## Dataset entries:

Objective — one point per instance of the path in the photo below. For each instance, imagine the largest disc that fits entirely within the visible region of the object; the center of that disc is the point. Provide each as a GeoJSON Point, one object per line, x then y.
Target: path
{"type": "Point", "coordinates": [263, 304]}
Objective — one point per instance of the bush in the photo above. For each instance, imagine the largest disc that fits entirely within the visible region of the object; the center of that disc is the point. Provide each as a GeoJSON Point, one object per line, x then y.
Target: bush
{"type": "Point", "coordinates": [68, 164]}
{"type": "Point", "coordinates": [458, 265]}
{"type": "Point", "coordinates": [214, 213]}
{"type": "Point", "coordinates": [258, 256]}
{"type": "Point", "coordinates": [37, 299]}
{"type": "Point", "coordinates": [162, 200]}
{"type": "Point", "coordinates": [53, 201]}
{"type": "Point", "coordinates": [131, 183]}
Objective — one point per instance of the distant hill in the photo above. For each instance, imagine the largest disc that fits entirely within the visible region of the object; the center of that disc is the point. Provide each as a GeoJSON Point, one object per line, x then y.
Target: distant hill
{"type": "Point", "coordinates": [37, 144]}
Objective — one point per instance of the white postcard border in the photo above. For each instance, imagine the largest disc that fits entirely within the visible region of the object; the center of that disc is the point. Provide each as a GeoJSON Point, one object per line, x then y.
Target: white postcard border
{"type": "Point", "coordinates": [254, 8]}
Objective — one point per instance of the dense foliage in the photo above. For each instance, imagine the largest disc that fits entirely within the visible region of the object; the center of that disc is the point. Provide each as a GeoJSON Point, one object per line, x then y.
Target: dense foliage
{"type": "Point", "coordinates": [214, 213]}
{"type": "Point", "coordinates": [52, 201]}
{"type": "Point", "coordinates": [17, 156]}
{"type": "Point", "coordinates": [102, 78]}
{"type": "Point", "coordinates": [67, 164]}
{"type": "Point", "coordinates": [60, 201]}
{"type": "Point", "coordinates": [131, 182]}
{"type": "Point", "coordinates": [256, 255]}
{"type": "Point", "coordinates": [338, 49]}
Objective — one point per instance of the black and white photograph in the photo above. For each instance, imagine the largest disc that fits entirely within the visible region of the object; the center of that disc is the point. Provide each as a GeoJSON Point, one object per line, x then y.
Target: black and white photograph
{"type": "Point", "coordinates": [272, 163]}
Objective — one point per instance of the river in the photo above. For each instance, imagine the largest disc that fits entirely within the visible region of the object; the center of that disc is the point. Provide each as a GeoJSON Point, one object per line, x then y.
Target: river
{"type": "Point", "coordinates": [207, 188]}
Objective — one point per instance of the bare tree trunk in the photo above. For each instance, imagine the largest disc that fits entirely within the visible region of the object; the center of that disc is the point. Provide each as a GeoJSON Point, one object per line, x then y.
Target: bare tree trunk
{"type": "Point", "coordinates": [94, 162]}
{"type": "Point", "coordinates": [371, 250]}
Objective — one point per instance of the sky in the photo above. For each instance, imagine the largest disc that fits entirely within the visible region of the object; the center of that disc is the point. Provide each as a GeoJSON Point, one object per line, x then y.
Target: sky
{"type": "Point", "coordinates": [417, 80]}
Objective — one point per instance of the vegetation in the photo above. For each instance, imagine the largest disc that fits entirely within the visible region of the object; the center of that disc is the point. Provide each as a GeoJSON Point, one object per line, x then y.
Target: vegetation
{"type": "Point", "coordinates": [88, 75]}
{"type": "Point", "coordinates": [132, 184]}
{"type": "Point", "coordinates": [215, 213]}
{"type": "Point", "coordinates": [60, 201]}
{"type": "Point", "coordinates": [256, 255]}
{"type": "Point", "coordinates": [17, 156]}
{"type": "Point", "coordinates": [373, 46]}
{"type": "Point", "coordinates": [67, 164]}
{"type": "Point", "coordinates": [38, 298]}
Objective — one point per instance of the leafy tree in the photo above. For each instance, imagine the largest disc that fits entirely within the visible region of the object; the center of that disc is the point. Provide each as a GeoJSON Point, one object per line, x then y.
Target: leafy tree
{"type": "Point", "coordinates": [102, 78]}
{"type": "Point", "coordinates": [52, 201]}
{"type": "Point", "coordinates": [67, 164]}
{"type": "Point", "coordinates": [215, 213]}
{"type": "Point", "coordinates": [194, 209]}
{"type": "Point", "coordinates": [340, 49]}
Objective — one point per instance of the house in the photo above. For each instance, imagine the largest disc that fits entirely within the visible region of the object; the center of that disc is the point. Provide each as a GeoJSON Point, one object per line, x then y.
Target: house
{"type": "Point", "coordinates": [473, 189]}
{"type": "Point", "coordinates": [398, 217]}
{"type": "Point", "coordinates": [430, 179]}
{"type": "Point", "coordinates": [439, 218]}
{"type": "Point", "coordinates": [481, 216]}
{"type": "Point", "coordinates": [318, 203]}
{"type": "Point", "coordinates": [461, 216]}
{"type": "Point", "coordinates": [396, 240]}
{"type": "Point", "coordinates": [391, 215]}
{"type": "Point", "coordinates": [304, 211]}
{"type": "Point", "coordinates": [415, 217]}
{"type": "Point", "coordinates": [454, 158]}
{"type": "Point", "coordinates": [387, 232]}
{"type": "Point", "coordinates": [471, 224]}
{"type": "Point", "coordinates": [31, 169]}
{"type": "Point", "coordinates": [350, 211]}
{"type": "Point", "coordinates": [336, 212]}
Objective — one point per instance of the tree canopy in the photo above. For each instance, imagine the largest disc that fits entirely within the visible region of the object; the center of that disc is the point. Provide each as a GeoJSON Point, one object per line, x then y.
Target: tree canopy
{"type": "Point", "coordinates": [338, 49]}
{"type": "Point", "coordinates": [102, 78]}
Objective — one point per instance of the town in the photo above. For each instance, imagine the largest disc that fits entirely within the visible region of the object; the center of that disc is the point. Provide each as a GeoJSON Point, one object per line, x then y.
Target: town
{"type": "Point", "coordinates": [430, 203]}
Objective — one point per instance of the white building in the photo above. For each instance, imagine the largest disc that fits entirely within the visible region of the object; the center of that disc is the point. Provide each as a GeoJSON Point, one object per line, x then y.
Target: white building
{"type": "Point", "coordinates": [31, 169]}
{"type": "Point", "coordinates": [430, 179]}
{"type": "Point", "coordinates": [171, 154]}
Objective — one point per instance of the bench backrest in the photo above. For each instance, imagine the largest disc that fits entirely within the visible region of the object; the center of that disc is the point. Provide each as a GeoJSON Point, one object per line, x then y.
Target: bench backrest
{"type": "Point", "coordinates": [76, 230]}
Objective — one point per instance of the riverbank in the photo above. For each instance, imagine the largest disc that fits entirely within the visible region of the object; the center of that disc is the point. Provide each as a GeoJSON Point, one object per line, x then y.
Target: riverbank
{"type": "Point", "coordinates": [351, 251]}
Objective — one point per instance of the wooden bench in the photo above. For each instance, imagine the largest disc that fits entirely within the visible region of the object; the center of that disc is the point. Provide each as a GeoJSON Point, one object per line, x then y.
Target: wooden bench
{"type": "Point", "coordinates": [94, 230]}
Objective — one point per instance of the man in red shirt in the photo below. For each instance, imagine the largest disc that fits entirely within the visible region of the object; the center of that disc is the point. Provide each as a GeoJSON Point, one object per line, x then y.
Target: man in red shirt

## INSTRUCTIONS TO FOLLOW:
Can you turn all of the entries above into a numbered list, one item per line, with blank lines left out?

## WRITTEN SOLUTION:
1. Objective — one point per instance of the path in the photo below. For each instance, imagine the largest disc that fits entirely within the visible region of the object; the center of that disc is the point. Provide each as a GeoJSON Point, one object per line, x then y.
2. Target: path
3. {"type": "Point", "coordinates": [263, 304]}
4. Objective — one point per instance of the bush in the photo above. For each instance, imagine the largest disc that fits entirely within the visible region of the object; the center of that disc is the point. Provide each as a GeoJSON Point, one object per line, x then y.
5. Target: bush
6. {"type": "Point", "coordinates": [68, 164]}
7. {"type": "Point", "coordinates": [458, 265]}
8. {"type": "Point", "coordinates": [214, 213]}
9. {"type": "Point", "coordinates": [258, 256]}
10. {"type": "Point", "coordinates": [37, 299]}
11. {"type": "Point", "coordinates": [162, 200]}
12. {"type": "Point", "coordinates": [53, 201]}
13. {"type": "Point", "coordinates": [131, 183]}
14. Objective — one point per instance of the distant hill in the photo above. For each instance, imagine the largest disc that fits entirely within the visible region of the object; the center of that disc is the point. Provide each as a GeoJSON Point, one object per line, x then y.
15. Target: distant hill
16. {"type": "Point", "coordinates": [37, 144]}
17. Objective — one point per instance of the white postcard border in the photo above. For each instance, imagine the largest disc that fits entirely within the visible region of the object; the center of that disc is the point. Provide each as a GeoJSON Point, one object per line, x then y.
18. Target: white postcard border
19. {"type": "Point", "coordinates": [254, 8]}
20. Objective — one point per instance of the dense foliage in the photo above. For each instance, imagine the largest disc that fits entirely within the visible region of the object; the center of that disc is the point. Provide each as a GeoJSON Point, one object per line, x then y.
21. Target: dense foliage
22. {"type": "Point", "coordinates": [214, 213]}
23. {"type": "Point", "coordinates": [52, 201]}
24. {"type": "Point", "coordinates": [17, 156]}
25. {"type": "Point", "coordinates": [102, 78]}
26. {"type": "Point", "coordinates": [67, 164]}
27. {"type": "Point", "coordinates": [60, 201]}
28. {"type": "Point", "coordinates": [131, 182]}
29. {"type": "Point", "coordinates": [256, 255]}
30. {"type": "Point", "coordinates": [338, 49]}
31. Objective — one point per instance of the black and white photograph in the photo above. For each instance, imagine the largest disc that fits entirely within the visible region of the object; the center of that disc is the point. Provide each as a GeoJSON Point, one object per line, x then y.
32. Target: black and white photograph
33. {"type": "Point", "coordinates": [272, 163]}
34. Objective — one point per instance of the river in the photo above. For each instance, imagine the largest disc that fits entirely within the visible region of the object; the center of that disc is the point. Provide each as a GeoJSON Point, one object per line, x then y.
35. Target: river
36. {"type": "Point", "coordinates": [207, 188]}
37. Objective — one point per instance of the bare tree trunk in the photo above. For each instance, imagine the largest disc that fits entirely within the visible region of the object; the center of that disc is the point. Provide each as a GeoJSON Point, one object per line, x then y.
38. Target: bare tree trunk
39. {"type": "Point", "coordinates": [94, 162]}
40. {"type": "Point", "coordinates": [371, 250]}
41. Objective — one point per instance of the sky in the photo above. For each instance, imagine the largest disc that fits entirely within the visible region of the object; the center of that disc is the point. Provide each as a GeoJSON Point, one object per line, x then y.
42. Target: sky
43. {"type": "Point", "coordinates": [417, 80]}
44. Objective — one point per instance of the vegetation in the photo above. For each instance, imagine the largest disc that fits entirely within the visible region of the object; the center of that disc is the point. Provide each as a GeoJSON Point, one object per line, x then y.
45. Target: vegetation
46. {"type": "Point", "coordinates": [88, 75]}
47. {"type": "Point", "coordinates": [132, 184]}
48. {"type": "Point", "coordinates": [215, 213]}
49. {"type": "Point", "coordinates": [60, 201]}
50. {"type": "Point", "coordinates": [256, 255]}
51. {"type": "Point", "coordinates": [17, 156]}
52. {"type": "Point", "coordinates": [373, 46]}
53. {"type": "Point", "coordinates": [67, 164]}
54. {"type": "Point", "coordinates": [38, 298]}
55. Objective — one point per instance of the leafy tree in the photo above. For each instance, imagine the largest disc that fits entirely within the visible region of the object; the center of that disc is the point. Provide each as a GeoJSON Point, one object per line, x then y.
56. Target: leafy tree
57. {"type": "Point", "coordinates": [102, 78]}
58. {"type": "Point", "coordinates": [52, 201]}
59. {"type": "Point", "coordinates": [67, 164]}
60. {"type": "Point", "coordinates": [215, 213]}
61. {"type": "Point", "coordinates": [194, 209]}
62. {"type": "Point", "coordinates": [340, 49]}
63. Objective — one point per instance of the house in the photo above. For each instance, imagine the largest disc that fits entirely within the visible region of the object; the center of that disc is the point. Provide each as a GeoJSON Point, one object per line, x then y.
64. Target: house
65. {"type": "Point", "coordinates": [473, 189]}
66. {"type": "Point", "coordinates": [398, 217]}
67. {"type": "Point", "coordinates": [430, 179]}
68. {"type": "Point", "coordinates": [439, 218]}
69. {"type": "Point", "coordinates": [481, 216]}
70. {"type": "Point", "coordinates": [318, 203]}
71. {"type": "Point", "coordinates": [461, 216]}
72. {"type": "Point", "coordinates": [396, 240]}
73. {"type": "Point", "coordinates": [391, 215]}
74. {"type": "Point", "coordinates": [304, 211]}
75. {"type": "Point", "coordinates": [415, 217]}
76. {"type": "Point", "coordinates": [454, 158]}
77. {"type": "Point", "coordinates": [387, 232]}
78. {"type": "Point", "coordinates": [471, 224]}
79. {"type": "Point", "coordinates": [31, 169]}
80. {"type": "Point", "coordinates": [350, 211]}
81. {"type": "Point", "coordinates": [336, 212]}
82. Objective — one point per instance of the tree canopy in the photo above. For each instance, imagine the largest disc that fits entirely within the visible region of the object; the center of that disc is the point. Provide each as a GeoJSON Point, one object per line, x then y.
83. Target: tree canopy
84. {"type": "Point", "coordinates": [338, 49]}
85. {"type": "Point", "coordinates": [102, 78]}
86. Objective — one point per instance of the town in the photo above. For each instance, imagine the largest disc that fits entirely within the visible region of the object; the center of that disc is the point. Provide each as a GeoJSON Point, one object per line, x then y.
87. Target: town
88. {"type": "Point", "coordinates": [430, 203]}
89. Objective — one point per instance of the white building in the photo above. For each instance, imagine the largest disc that fits entirely within the visible region of the object; the center of that disc is the point. Provide each as a GeoJSON Point, one object per line, x then y.
90. Target: white building
91. {"type": "Point", "coordinates": [31, 169]}
92. {"type": "Point", "coordinates": [430, 179]}
93. {"type": "Point", "coordinates": [171, 154]}
94. Objective — one point per instance of the bench backrest in the photo above. For each instance, imagine the largest disc that fits entirely within the visible region of the object; the center of that disc is the point. Provide each as a GeoJSON Point, one object per line, x then y.
95. Target: bench backrest
96. {"type": "Point", "coordinates": [76, 230]}
97. Objective — one point per instance of the riverbank in the photo above. For each instance, imagine the largest disc that fits entirely within the visible region of the object; the center of that disc is the point. Provide each as a GeoJSON Point, one object per line, x then y.
98. Target: riverbank
99. {"type": "Point", "coordinates": [351, 251]}
100. Objective — one point per instance of the wooden bench in the photo above. For each instance, imagine the largest disc that fits entirely within the visible region of the object; the center of that disc is the point. Provide each as a GeoJSON Point, one object per line, x then y.
101. Target: wooden bench
102. {"type": "Point", "coordinates": [94, 230]}
103. Objective — one point per instance of the man in red shirt in the photo below. For each instance, imagine the largest disc that fits entirely within the visible region of the object; the center of that disc is the point. Provide each as a GeoJSON Point, one object per line, x then y.
104. Target: man in red shirt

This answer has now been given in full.